• Task brief
All of the data below must be repeated exactly.

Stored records
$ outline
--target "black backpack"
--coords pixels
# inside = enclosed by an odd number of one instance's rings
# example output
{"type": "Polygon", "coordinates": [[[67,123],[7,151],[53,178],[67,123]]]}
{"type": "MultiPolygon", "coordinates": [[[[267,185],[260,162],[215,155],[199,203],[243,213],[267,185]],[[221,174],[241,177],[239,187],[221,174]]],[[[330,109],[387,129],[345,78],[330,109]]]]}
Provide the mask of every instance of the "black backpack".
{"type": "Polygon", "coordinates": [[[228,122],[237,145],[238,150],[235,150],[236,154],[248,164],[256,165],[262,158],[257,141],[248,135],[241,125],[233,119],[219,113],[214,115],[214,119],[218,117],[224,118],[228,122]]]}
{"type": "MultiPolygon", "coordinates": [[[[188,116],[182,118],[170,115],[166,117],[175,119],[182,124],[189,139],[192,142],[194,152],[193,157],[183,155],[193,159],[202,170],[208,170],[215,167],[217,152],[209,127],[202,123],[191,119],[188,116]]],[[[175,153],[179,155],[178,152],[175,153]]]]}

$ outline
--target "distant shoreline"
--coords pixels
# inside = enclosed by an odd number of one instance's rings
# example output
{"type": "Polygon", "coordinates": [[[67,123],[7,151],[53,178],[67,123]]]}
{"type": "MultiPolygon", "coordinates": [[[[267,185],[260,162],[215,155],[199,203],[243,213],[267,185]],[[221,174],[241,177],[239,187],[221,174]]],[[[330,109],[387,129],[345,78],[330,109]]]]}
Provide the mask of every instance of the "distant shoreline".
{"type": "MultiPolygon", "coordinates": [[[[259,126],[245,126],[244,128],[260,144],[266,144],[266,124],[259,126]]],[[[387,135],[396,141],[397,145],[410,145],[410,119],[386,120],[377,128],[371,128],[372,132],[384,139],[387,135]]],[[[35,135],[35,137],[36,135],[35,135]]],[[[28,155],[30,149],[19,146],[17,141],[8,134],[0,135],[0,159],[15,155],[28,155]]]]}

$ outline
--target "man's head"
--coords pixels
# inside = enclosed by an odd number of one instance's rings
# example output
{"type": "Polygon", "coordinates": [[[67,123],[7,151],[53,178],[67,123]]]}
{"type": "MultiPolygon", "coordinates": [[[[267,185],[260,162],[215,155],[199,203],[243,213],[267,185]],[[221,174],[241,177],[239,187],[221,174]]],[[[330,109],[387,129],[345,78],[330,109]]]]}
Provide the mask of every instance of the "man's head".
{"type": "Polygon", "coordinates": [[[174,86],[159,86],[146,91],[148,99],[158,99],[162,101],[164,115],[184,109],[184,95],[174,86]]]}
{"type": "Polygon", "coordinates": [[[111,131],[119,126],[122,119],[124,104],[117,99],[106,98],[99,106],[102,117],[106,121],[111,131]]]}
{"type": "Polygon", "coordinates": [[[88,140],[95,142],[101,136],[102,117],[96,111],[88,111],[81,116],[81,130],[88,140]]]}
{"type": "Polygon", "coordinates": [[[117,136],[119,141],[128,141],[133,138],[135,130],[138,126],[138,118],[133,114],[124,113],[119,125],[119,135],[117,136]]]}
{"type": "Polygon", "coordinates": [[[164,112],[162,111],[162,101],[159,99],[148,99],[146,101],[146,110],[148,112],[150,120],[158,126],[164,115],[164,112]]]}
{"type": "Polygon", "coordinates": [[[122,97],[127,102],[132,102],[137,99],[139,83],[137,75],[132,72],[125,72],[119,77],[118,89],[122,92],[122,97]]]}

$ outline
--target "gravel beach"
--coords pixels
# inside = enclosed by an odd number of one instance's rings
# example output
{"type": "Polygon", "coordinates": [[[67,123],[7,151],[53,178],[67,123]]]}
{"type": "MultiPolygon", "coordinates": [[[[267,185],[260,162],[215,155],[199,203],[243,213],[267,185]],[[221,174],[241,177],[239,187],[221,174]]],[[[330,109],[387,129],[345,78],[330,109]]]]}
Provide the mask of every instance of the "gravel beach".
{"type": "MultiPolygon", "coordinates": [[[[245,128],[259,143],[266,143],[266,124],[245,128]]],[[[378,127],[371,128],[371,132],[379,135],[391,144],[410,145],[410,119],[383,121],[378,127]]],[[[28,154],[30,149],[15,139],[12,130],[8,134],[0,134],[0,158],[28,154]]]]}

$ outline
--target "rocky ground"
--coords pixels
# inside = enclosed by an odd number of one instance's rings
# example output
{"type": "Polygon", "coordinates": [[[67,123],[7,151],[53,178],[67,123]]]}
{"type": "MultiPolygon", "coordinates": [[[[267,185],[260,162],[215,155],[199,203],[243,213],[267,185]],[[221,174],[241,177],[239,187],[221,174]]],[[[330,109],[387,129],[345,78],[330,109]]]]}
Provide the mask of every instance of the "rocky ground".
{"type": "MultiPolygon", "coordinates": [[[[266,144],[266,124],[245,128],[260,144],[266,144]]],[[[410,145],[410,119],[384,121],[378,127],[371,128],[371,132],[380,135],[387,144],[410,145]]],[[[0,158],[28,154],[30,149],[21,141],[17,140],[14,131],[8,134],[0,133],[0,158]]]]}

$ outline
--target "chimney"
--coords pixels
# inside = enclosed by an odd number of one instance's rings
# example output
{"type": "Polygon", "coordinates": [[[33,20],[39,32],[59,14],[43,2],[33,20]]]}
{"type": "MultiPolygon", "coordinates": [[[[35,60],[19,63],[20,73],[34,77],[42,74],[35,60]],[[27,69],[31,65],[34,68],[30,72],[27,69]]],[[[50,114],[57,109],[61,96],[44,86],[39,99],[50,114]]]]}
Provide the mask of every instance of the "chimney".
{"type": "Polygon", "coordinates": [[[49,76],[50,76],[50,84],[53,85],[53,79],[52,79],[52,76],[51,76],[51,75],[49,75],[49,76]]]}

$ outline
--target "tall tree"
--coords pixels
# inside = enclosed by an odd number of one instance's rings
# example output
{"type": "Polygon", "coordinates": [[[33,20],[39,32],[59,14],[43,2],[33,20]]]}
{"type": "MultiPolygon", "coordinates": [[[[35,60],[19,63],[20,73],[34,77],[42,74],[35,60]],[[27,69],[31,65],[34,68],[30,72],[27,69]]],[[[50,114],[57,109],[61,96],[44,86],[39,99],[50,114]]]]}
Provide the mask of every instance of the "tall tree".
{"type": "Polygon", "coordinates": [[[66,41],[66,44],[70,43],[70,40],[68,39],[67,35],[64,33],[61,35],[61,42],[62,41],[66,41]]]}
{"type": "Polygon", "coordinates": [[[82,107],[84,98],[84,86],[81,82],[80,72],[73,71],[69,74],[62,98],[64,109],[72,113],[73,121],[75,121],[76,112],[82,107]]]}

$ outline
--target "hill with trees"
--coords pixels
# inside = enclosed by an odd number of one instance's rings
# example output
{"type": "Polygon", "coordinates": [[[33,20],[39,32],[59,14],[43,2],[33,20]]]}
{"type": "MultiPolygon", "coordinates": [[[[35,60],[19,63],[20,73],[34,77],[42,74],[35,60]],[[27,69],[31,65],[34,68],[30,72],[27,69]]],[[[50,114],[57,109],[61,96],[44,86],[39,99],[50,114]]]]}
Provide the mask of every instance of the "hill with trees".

• Correct result
$ outline
--target "black backpack"
--coords pixels
# inside = enclosed by an odd number of one instance's rings
# example output
{"type": "Polygon", "coordinates": [[[67,123],[7,151],[53,178],[67,123]]]}
{"type": "MultiPolygon", "coordinates": [[[[267,185],[260,162],[215,155],[199,203],[243,213],[267,185]],[[221,174],[241,177],[239,187],[221,174]]],[[[330,109],[387,129],[345,78],[330,109]]]]}
Provide the mask of every instance of the "black backpack".
{"type": "Polygon", "coordinates": [[[228,122],[237,145],[238,150],[235,150],[236,154],[248,164],[256,165],[262,158],[257,141],[248,135],[241,125],[233,119],[219,113],[214,115],[214,119],[218,117],[224,118],[228,122]]]}
{"type": "MultiPolygon", "coordinates": [[[[188,116],[182,118],[170,115],[166,117],[175,119],[182,124],[189,139],[192,142],[194,152],[193,157],[183,155],[193,159],[202,170],[208,170],[215,167],[217,152],[209,127],[202,123],[191,119],[188,116]]],[[[175,153],[179,155],[178,152],[175,153]]]]}

$ outline
--target "distant shoreline"
--coords pixels
# inside = enclosed by an odd number of one instance's rings
# example output
{"type": "Polygon", "coordinates": [[[67,123],[7,151],[53,178],[67,123]]]}
{"type": "MultiPolygon", "coordinates": [[[[267,185],[260,162],[215,155],[199,203],[243,213],[267,185]],[[221,174],[241,177],[239,187],[221,174]]],[[[330,109],[387,129],[345,78],[330,109]]]]}
Provide the mask of every instance of the "distant shoreline".
{"type": "MultiPolygon", "coordinates": [[[[259,126],[245,126],[244,128],[260,144],[266,144],[266,124],[259,126]]],[[[387,135],[396,141],[397,145],[410,145],[410,119],[386,120],[377,128],[371,128],[372,132],[384,139],[387,135]]],[[[35,135],[35,137],[36,135],[35,135]]],[[[28,155],[30,149],[19,146],[17,141],[8,134],[0,135],[0,159],[15,155],[28,155]]]]}

$ outline
--target "man's head"
--coords pixels
# inside = enclosed by an odd number of one instance's rings
# example output
{"type": "Polygon", "coordinates": [[[67,123],[7,151],[53,178],[67,123]]]}
{"type": "MultiPolygon", "coordinates": [[[[267,185],[260,162],[215,155],[199,203],[243,213],[267,185]],[[221,174],[241,177],[239,187],[221,174]]],[[[330,109],[387,129],[345,78],[330,109]]]]}
Provide the mask of every instance of the "man's head".
{"type": "Polygon", "coordinates": [[[174,86],[159,86],[146,91],[148,99],[158,99],[162,101],[164,115],[184,109],[184,95],[174,86]]]}
{"type": "Polygon", "coordinates": [[[111,131],[119,126],[122,119],[124,104],[117,99],[106,98],[99,106],[102,117],[106,121],[111,131]]]}
{"type": "Polygon", "coordinates": [[[88,140],[95,142],[101,136],[102,117],[96,111],[88,111],[81,116],[81,130],[88,140]]]}
{"type": "Polygon", "coordinates": [[[117,136],[119,141],[128,141],[133,138],[135,130],[138,126],[138,118],[133,114],[124,113],[119,125],[119,135],[117,136]]]}
{"type": "Polygon", "coordinates": [[[164,112],[162,111],[162,101],[159,99],[148,99],[146,101],[146,110],[148,112],[150,120],[158,126],[164,115],[164,112]]]}
{"type": "Polygon", "coordinates": [[[122,97],[127,102],[132,102],[137,99],[139,83],[137,75],[132,72],[125,72],[119,77],[118,89],[122,92],[122,97]]]}

$ outline
--target "gravel beach"
--coords pixels
# inside = enclosed by an odd number of one instance's rings
# example output
{"type": "Polygon", "coordinates": [[[67,123],[7,151],[53,178],[67,123]]]}
{"type": "MultiPolygon", "coordinates": [[[[267,185],[260,162],[215,155],[199,203],[243,213],[267,185]],[[221,174],[241,177],[239,187],[221,174]]],[[[330,109],[387,129],[345,78],[330,109]]]]}
Provide the mask of every instance of the "gravel beach".
{"type": "MultiPolygon", "coordinates": [[[[245,128],[259,143],[266,143],[266,124],[245,128]]],[[[378,127],[371,128],[371,132],[379,135],[391,144],[410,145],[410,119],[383,121],[378,127]]],[[[28,154],[30,149],[15,139],[12,130],[8,134],[0,134],[0,158],[28,154]]]]}

$ outline
--target "rocky ground"
--coords pixels
# inside = enclosed by an odd number of one instance's rings
# example output
{"type": "Polygon", "coordinates": [[[67,123],[7,151],[53,178],[67,123]]]}
{"type": "MultiPolygon", "coordinates": [[[[267,185],[260,162],[215,155],[199,203],[243,213],[267,185]],[[221,174],[241,177],[239,187],[221,174]]],[[[330,109],[387,129],[345,78],[330,109]]]]}
Provide the mask of every instance of the "rocky ground".
{"type": "MultiPolygon", "coordinates": [[[[266,144],[266,124],[245,128],[260,144],[266,144]]],[[[410,145],[410,119],[384,121],[378,127],[371,128],[371,132],[380,135],[387,144],[410,145]]],[[[0,158],[28,154],[30,149],[21,141],[17,140],[14,131],[8,134],[0,133],[0,158]]]]}

$ outline
--target "chimney"
--coords pixels
# inside = enclosed by an odd number of one instance's rings
# example output
{"type": "Polygon", "coordinates": [[[33,20],[39,32],[59,14],[43,2],[33,20]]]}
{"type": "MultiPolygon", "coordinates": [[[[35,60],[19,63],[20,73],[34,77],[42,74],[35,60]],[[27,69],[31,65],[34,68],[30,72],[27,69]]],[[[50,114],[57,109],[61,96],[44,86],[39,99],[50,114]]]]}
Provide the mask of every instance of the "chimney".
{"type": "Polygon", "coordinates": [[[49,76],[50,76],[50,84],[53,85],[53,79],[52,79],[52,76],[51,76],[51,75],[49,75],[49,76]]]}

$ outline
--target "tall tree"
--coords pixels
# inside = enclosed by an odd number of one instance's rings
# example output
{"type": "Polygon", "coordinates": [[[33,20],[39,32],[59,14],[43,2],[33,20]]]}
{"type": "MultiPolygon", "coordinates": [[[[35,60],[19,63],[20,73],[34,77],[42,74],[35,60]],[[27,69],[31,65],[34,68],[30,72],[27,69]]],[[[50,114],[57,109],[61,96],[44,86],[39,99],[50,114]]]]}
Provide the mask of every instance of the "tall tree".
{"type": "Polygon", "coordinates": [[[66,41],[66,44],[70,43],[70,40],[68,39],[67,35],[64,33],[61,35],[61,42],[62,41],[66,41]]]}
{"type": "Polygon", "coordinates": [[[82,107],[84,98],[84,86],[81,82],[80,72],[73,71],[69,74],[62,98],[64,109],[72,113],[73,121],[75,121],[76,112],[82,107]]]}

$ outline
--target "hill with trees"
--coords pixels
# inside = enclosed by an odd number of one instance's rings
# example output
{"type": "Polygon", "coordinates": [[[33,20],[39,32],[59,14],[43,2],[33,20]]]}
{"type": "MultiPolygon", "coordinates": [[[[35,60],[19,63],[20,73],[34,77],[42,74],[35,60]],[[27,69],[31,65],[34,68],[30,72],[27,69]]],[[[50,114],[57,109],[61,96],[44,86],[39,99],[50,114]]]]}
Provide the mask of every instance of the "hill with trees".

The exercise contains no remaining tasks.